Vorliegender Auszug:
----------
Nach 20:00 Uhr gehen Oli und ich dann aufs Zimmer, legen alles für den Morgen bereit und gehen dann früh zu Bett. – Wie immer kann ich nicht gut einschlafen, habe dann einen komischen Traum von einem Lauf, bei welchem alles schiefläuft und erwache viel zu früh wieder. – Oli steht irgendwann nach 3:00 Uhr auf und geht frühstücken. Ich drehe mich nochmals und stehe erst um 4:00 Uhr auf, um dem E101-Start beizuwohnen. Ist mal interessant, das von aussen zu beobachten.

Sobald die Meute weg ist, gehe auch ich zum Frühstück. – Im Saal sitzen nur zwei Personen, aber ausgerechnet diese kenne ich. Und so platze ich um 4:45 Uhr in die traute Zweisamkeit von Marco und Natascha. Dies zur Strafe, dass Marco immer viel schneller läuft als ich und zudem meine Idee kopiert hat, vom E101 auf E51 zu reduzieren. Ich glaube richtig übel nehmen sie mir die Störung nicht. Um 5:15 Uhr bin ich wieder im Zimmer und lege mich bis 6:00 Uhr nochmals hin. Dann rennfertig anziehen, nochmals alles kontrollieren, Toilette, Wasserflaschen füllen und um 6:30 Uhr über die Strasse in die Startbox. Easy-Life als E51-Panorama-Trailer!
----------
Datensätze aus einer Sammlung
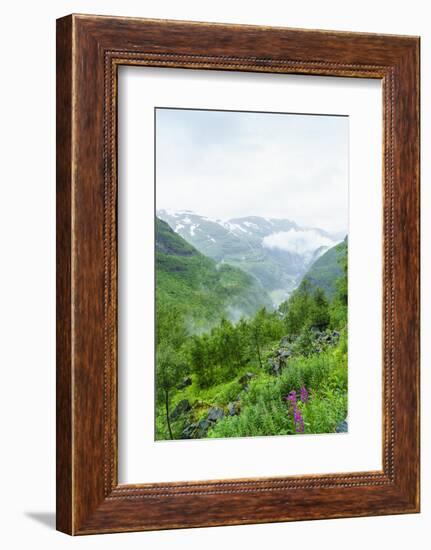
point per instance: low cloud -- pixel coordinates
(298, 241)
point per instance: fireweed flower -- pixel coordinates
(297, 416)
(304, 395)
(299, 421)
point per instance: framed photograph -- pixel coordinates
(237, 274)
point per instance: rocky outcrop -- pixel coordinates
(199, 429)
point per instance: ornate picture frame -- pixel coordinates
(89, 51)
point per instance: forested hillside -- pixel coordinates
(326, 270)
(272, 373)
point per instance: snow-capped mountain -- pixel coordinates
(276, 251)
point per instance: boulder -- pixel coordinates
(182, 408)
(202, 428)
(245, 378)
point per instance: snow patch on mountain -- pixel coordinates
(298, 241)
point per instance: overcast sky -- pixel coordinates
(231, 164)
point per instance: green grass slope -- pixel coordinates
(325, 271)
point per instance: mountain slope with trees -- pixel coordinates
(197, 287)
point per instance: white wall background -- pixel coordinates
(27, 244)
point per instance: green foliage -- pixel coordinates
(326, 270)
(194, 338)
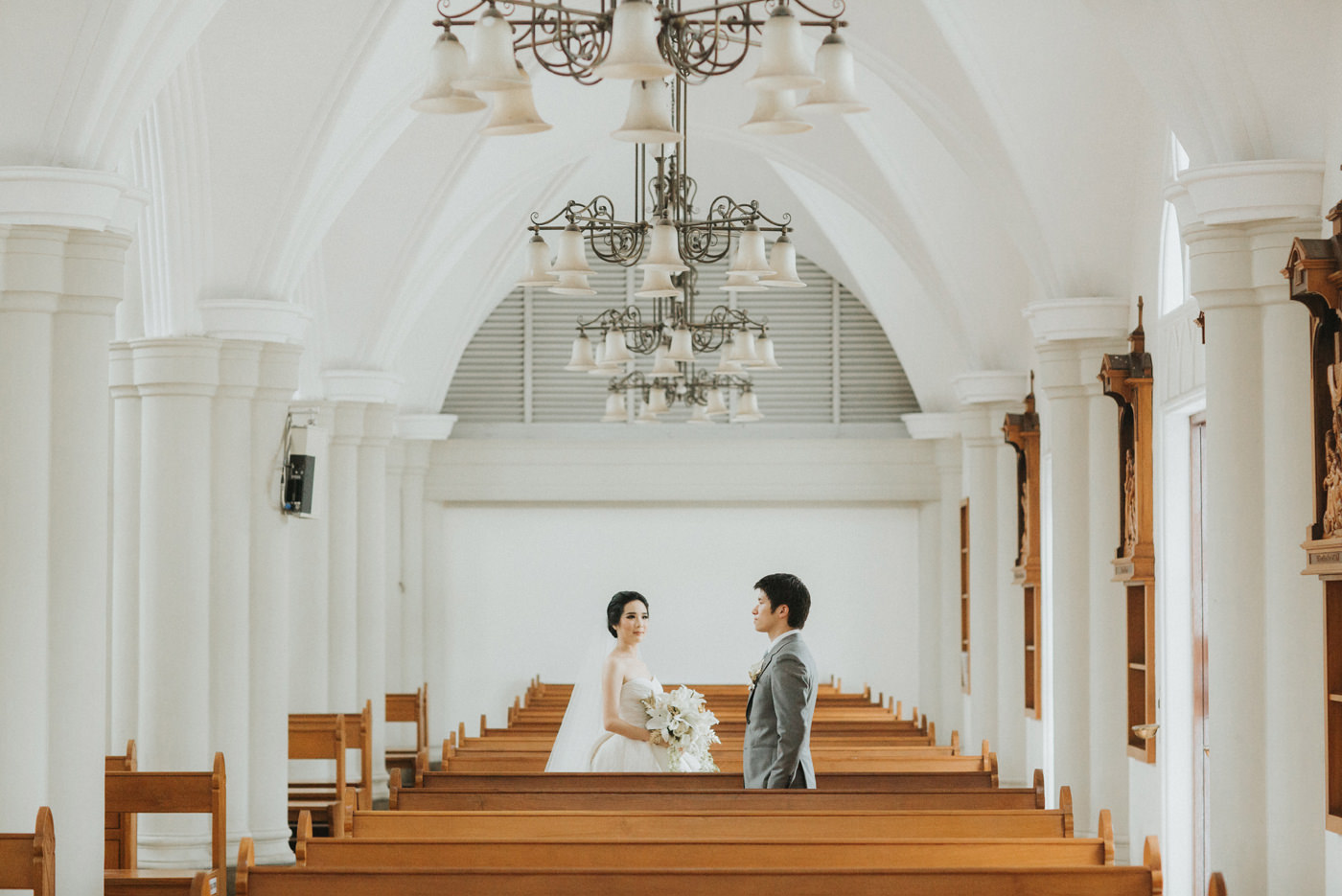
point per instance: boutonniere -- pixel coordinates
(754, 674)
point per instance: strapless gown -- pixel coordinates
(616, 752)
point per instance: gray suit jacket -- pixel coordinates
(777, 747)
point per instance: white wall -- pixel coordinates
(526, 589)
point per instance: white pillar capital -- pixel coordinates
(239, 368)
(1254, 191)
(69, 197)
(184, 366)
(259, 319)
(1079, 318)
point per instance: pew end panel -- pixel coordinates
(1151, 862)
(29, 862)
(1106, 833)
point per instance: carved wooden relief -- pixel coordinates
(1127, 379)
(1022, 433)
(1314, 270)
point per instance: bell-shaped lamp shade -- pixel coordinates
(784, 62)
(514, 111)
(648, 120)
(839, 93)
(614, 408)
(572, 284)
(663, 366)
(775, 114)
(717, 406)
(664, 248)
(537, 264)
(728, 368)
(748, 408)
(447, 66)
(682, 345)
(658, 285)
(634, 44)
(751, 255)
(572, 258)
(658, 402)
(782, 259)
(742, 349)
(742, 284)
(493, 64)
(581, 359)
(764, 351)
(614, 349)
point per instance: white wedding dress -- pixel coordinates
(616, 752)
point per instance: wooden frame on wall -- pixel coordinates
(1022, 433)
(1314, 271)
(1127, 379)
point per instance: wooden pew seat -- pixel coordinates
(171, 792)
(1094, 880)
(29, 860)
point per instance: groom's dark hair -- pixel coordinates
(614, 609)
(785, 589)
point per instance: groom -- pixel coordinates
(782, 692)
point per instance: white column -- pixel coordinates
(1264, 652)
(309, 574)
(230, 556)
(418, 432)
(62, 245)
(395, 586)
(938, 581)
(270, 607)
(436, 624)
(177, 379)
(1074, 334)
(372, 578)
(373, 393)
(988, 396)
(342, 554)
(124, 621)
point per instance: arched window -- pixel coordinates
(1173, 271)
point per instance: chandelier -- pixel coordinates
(667, 241)
(643, 43)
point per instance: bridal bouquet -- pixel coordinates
(686, 724)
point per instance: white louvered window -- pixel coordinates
(836, 364)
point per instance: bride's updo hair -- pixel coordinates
(616, 608)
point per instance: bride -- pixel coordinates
(624, 681)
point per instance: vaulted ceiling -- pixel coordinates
(1015, 151)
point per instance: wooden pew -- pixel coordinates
(748, 880)
(120, 826)
(171, 792)
(825, 759)
(359, 735)
(318, 737)
(926, 844)
(29, 862)
(631, 798)
(408, 708)
(842, 781)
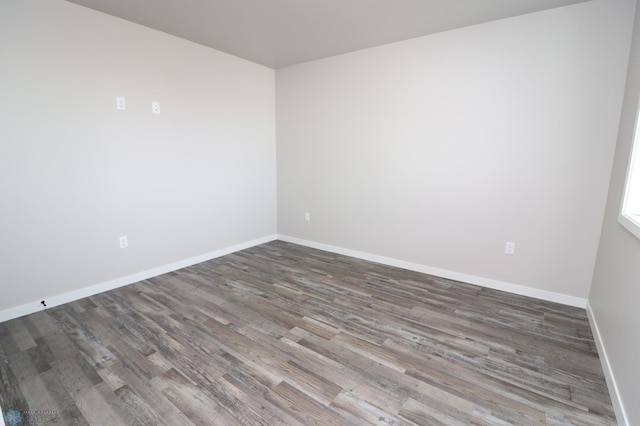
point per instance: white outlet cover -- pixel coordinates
(121, 103)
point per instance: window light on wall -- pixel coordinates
(630, 210)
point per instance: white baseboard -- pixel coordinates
(61, 299)
(618, 407)
(550, 296)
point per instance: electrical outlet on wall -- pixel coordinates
(510, 247)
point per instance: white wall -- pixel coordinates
(615, 292)
(438, 150)
(75, 173)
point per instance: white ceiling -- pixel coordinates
(278, 33)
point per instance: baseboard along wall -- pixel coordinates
(36, 306)
(618, 406)
(550, 296)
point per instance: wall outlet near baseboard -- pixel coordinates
(510, 247)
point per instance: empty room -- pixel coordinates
(408, 212)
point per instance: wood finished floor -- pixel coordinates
(281, 334)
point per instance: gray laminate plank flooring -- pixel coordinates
(281, 334)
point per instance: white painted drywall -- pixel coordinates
(75, 173)
(615, 291)
(438, 150)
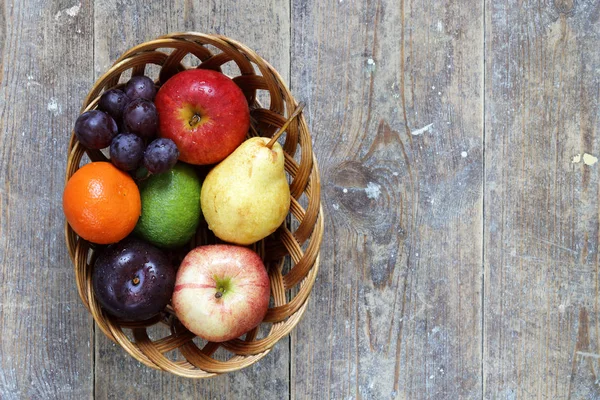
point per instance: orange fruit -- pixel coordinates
(102, 203)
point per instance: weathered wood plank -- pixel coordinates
(45, 332)
(394, 93)
(264, 26)
(541, 210)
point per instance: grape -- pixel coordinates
(113, 102)
(126, 151)
(140, 87)
(95, 129)
(161, 155)
(140, 117)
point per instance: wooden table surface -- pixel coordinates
(460, 259)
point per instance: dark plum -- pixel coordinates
(113, 102)
(126, 151)
(140, 117)
(95, 129)
(140, 87)
(133, 280)
(160, 155)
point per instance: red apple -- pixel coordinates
(221, 291)
(205, 113)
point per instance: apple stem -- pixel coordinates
(195, 119)
(287, 123)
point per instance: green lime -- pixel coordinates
(170, 207)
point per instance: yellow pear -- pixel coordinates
(246, 197)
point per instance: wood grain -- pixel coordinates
(395, 103)
(45, 331)
(118, 26)
(541, 209)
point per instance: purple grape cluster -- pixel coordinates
(127, 121)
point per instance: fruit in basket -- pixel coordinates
(113, 102)
(126, 151)
(140, 87)
(133, 280)
(95, 129)
(160, 155)
(221, 291)
(205, 113)
(170, 207)
(101, 203)
(140, 117)
(247, 197)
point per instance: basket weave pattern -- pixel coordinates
(178, 350)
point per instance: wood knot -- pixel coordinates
(564, 6)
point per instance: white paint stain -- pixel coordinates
(54, 107)
(373, 190)
(422, 130)
(589, 159)
(370, 68)
(71, 11)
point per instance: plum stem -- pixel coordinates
(285, 126)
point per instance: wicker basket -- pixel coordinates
(163, 343)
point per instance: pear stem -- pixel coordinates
(287, 123)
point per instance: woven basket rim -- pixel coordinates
(302, 245)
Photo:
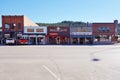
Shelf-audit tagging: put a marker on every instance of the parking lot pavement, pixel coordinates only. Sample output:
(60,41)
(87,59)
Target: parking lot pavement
(59,62)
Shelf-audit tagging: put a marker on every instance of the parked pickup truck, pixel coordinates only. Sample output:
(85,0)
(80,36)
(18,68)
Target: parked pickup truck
(23,41)
(10,41)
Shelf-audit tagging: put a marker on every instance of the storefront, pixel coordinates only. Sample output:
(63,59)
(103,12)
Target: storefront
(58,35)
(81,35)
(105,32)
(36,35)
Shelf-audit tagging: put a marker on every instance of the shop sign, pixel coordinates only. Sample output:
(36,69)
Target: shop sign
(7,35)
(58,29)
(32,35)
(81,33)
(53,34)
(19,35)
(30,30)
(39,30)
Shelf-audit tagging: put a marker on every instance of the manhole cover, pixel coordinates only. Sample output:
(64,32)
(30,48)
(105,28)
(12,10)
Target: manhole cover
(95,59)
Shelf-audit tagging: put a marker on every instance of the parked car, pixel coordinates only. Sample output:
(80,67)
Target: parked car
(23,41)
(10,41)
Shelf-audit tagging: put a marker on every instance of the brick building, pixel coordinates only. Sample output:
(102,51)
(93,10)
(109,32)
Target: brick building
(12,26)
(58,35)
(105,31)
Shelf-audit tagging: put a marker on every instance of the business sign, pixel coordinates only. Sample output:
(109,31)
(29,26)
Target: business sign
(81,33)
(30,30)
(35,30)
(58,29)
(61,31)
(39,30)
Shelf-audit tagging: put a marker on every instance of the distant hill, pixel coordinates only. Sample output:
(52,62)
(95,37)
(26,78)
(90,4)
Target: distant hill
(64,23)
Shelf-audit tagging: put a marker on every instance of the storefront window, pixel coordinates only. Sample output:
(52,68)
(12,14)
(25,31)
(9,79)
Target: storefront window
(13,25)
(19,26)
(7,26)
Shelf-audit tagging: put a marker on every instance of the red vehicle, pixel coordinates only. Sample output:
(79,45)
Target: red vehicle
(23,41)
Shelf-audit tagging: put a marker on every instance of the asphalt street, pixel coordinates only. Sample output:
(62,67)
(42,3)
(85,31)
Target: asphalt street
(60,62)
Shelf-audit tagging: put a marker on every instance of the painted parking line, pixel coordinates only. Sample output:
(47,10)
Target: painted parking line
(52,73)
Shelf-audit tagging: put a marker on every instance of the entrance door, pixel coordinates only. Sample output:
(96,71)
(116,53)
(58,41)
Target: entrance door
(82,40)
(32,40)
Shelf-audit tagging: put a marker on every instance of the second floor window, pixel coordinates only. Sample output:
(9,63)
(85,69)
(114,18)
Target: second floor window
(7,26)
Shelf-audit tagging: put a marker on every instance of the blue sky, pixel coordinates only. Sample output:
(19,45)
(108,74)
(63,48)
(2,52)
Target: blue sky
(51,11)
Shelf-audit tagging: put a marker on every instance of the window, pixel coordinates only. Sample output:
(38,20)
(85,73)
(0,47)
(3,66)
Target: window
(108,29)
(30,30)
(99,29)
(19,26)
(13,25)
(7,26)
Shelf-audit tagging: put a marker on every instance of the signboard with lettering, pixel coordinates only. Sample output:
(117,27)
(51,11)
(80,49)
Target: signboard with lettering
(35,30)
(30,30)
(81,30)
(61,31)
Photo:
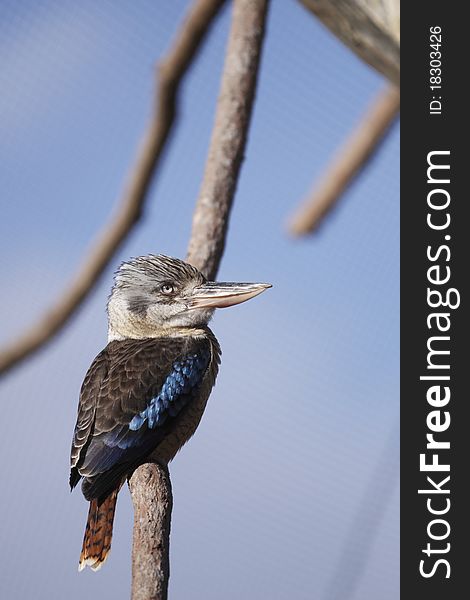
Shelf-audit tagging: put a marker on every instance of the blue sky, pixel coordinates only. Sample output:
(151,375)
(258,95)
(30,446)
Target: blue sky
(290,486)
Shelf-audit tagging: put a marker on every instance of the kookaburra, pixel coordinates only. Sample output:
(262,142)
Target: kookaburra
(145,393)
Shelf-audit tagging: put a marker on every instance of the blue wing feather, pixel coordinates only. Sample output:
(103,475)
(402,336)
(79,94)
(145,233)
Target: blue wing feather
(177,389)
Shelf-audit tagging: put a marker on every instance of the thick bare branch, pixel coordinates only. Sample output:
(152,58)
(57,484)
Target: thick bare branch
(371,28)
(150,488)
(351,158)
(150,485)
(229,136)
(170,73)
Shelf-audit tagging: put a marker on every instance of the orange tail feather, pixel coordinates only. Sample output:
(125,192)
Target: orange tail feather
(98,532)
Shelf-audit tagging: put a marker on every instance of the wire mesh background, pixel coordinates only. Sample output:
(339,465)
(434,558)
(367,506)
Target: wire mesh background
(290,487)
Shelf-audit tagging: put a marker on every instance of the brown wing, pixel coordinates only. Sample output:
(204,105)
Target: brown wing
(130,404)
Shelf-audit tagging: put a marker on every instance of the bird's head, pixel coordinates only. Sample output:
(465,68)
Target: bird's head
(155,293)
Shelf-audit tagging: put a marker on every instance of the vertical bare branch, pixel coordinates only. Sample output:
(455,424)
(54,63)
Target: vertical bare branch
(171,71)
(150,485)
(229,136)
(351,158)
(150,488)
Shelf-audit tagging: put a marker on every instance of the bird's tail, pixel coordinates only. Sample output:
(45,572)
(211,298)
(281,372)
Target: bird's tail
(98,532)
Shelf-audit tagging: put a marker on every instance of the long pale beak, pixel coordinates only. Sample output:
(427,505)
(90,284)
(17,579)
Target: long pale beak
(213,294)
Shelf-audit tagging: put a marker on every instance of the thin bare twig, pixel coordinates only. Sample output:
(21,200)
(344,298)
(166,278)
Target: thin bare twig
(351,158)
(150,482)
(170,73)
(229,136)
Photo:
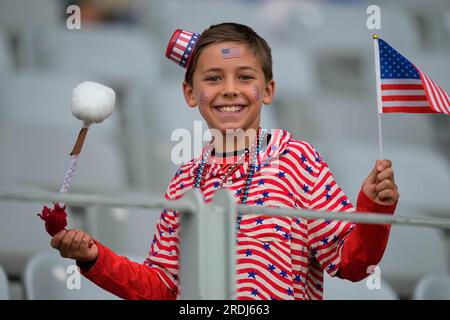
----------
Aufgabenstellung: Wer sitzt laut dem Auszug im Frühstückssaal, als die erzählende Person um 4:45 Uhr dazukommt? Für das Folgende spielen die Datensätze keine Rolle.

Lösung: Marco und Natascha.